**Stored dataset items:**
= = =

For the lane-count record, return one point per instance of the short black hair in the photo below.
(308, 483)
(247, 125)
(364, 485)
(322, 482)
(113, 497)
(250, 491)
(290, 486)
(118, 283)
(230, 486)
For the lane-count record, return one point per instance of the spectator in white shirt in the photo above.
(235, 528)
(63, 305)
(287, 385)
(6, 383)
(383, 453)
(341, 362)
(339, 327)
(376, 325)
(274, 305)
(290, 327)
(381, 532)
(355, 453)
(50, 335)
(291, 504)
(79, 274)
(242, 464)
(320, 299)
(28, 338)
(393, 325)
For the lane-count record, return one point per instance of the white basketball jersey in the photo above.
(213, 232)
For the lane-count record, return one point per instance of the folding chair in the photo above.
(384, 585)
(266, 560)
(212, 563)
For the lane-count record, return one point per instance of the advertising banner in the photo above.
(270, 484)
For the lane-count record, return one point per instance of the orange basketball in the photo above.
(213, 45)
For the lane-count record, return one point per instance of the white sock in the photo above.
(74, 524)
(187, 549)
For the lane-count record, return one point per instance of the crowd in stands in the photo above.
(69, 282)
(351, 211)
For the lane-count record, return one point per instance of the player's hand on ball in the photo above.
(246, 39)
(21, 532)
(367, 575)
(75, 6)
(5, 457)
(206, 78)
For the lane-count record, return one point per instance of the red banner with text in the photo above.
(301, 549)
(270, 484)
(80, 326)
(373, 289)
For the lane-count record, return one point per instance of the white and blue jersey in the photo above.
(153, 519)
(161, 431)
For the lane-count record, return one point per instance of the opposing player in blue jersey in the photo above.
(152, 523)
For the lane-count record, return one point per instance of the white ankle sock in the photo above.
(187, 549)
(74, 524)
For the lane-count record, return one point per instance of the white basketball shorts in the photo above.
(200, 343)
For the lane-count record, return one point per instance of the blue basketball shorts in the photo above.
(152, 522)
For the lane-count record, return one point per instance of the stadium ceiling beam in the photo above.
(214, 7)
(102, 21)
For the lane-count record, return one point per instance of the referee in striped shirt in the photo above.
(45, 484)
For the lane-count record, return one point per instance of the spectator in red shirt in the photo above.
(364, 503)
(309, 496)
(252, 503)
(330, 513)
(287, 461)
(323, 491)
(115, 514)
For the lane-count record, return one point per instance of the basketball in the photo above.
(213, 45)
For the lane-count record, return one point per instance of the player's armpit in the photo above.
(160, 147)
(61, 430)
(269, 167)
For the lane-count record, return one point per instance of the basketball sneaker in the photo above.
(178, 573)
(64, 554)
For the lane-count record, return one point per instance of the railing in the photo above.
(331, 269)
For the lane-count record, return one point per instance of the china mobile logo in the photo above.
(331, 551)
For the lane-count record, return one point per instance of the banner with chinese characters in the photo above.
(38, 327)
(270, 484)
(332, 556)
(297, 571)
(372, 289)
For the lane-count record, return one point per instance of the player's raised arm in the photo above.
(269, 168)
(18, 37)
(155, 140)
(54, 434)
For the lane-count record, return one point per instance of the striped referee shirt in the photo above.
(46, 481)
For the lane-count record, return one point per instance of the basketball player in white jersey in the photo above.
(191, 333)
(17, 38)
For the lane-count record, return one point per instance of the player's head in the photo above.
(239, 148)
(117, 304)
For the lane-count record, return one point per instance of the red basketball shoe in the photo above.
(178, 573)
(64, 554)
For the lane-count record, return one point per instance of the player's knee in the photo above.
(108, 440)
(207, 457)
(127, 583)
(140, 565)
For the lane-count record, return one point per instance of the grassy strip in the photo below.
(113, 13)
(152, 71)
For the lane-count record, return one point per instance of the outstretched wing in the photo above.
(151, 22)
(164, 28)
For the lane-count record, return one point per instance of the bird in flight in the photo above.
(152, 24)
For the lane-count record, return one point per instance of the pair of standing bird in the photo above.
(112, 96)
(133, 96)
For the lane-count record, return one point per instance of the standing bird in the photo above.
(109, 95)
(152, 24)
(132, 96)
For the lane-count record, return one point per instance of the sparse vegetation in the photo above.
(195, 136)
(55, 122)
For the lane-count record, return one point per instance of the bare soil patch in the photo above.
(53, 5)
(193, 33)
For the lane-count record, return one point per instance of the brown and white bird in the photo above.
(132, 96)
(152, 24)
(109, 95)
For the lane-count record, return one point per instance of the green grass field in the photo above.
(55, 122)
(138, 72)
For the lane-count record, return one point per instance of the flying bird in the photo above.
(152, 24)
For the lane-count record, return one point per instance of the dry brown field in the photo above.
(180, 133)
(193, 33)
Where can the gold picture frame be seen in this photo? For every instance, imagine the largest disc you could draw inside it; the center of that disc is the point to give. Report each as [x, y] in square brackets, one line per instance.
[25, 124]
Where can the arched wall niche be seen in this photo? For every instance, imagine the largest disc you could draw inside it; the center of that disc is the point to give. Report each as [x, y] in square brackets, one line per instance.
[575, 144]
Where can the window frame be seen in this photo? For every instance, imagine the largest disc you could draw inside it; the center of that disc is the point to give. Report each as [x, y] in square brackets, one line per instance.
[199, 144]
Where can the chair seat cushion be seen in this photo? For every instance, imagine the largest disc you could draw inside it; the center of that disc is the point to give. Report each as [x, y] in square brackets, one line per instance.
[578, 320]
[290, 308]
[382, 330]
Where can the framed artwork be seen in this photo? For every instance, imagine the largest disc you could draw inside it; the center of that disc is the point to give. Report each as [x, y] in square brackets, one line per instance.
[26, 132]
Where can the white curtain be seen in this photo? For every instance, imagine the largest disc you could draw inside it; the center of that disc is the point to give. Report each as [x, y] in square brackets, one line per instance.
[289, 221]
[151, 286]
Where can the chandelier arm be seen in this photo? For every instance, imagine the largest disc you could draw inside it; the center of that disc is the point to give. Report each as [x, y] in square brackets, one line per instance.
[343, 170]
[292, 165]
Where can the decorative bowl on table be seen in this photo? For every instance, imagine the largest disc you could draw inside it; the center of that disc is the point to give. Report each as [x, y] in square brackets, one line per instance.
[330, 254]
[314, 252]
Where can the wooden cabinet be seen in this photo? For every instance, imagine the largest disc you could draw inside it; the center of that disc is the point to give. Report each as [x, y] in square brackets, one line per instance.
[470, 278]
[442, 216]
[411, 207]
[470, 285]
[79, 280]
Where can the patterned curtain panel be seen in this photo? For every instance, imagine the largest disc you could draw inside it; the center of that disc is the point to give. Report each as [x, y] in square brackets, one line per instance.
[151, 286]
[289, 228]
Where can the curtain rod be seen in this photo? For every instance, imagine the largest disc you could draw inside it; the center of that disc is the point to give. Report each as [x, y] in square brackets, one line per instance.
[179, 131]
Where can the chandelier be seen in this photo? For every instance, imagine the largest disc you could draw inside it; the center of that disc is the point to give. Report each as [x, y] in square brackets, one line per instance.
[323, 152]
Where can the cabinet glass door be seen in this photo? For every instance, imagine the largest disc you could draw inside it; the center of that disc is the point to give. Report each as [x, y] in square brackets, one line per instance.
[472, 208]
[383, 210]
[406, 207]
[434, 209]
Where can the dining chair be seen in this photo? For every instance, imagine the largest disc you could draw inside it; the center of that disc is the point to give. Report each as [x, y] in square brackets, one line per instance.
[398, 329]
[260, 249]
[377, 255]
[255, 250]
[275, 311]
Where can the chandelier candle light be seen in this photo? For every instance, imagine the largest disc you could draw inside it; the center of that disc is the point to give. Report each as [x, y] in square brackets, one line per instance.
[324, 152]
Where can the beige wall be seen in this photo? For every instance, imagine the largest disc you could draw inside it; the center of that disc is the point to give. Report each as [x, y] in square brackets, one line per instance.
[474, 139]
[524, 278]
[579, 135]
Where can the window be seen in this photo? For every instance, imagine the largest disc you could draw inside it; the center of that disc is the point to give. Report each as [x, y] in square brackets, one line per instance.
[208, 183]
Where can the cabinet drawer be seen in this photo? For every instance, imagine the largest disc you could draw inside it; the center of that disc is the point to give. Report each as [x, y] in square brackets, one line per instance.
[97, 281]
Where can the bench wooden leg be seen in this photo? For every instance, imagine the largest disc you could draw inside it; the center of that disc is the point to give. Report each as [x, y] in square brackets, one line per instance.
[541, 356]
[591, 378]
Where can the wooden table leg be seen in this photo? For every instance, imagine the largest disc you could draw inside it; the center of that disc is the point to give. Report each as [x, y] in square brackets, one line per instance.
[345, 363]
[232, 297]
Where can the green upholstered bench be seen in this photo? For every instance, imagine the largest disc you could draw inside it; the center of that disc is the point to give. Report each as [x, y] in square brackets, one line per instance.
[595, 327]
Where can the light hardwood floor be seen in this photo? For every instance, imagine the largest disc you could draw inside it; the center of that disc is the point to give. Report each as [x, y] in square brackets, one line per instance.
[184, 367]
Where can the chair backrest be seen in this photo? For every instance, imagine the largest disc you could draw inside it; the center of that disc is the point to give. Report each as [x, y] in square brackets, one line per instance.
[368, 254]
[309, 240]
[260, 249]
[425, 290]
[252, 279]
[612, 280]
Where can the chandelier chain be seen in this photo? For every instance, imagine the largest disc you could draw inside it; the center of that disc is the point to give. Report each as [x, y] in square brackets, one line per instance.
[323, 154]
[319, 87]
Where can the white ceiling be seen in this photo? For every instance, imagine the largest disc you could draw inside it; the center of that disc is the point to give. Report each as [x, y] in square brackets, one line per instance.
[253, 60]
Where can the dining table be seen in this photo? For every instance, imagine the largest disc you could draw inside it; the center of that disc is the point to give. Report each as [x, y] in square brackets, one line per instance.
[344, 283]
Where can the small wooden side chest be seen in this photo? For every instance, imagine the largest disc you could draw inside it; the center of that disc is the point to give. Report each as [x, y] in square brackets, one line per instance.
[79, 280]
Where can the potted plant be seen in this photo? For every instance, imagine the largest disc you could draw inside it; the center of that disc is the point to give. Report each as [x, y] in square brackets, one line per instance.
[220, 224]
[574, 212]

= = =

**PROBLEM STATEMENT:**
From the line that contains "Where can the potted" through the end of the records above, print every line exactly and nothing else.

**RESULT OF THIS EXERCISE:**
Where can the potted plant be seen in this photo? For every instance, imagine the largest disc you could draw inside it; the center of that disc is the point to give. Report each as [x, y] in square brackets, one line per instance.
[220, 224]
[574, 212]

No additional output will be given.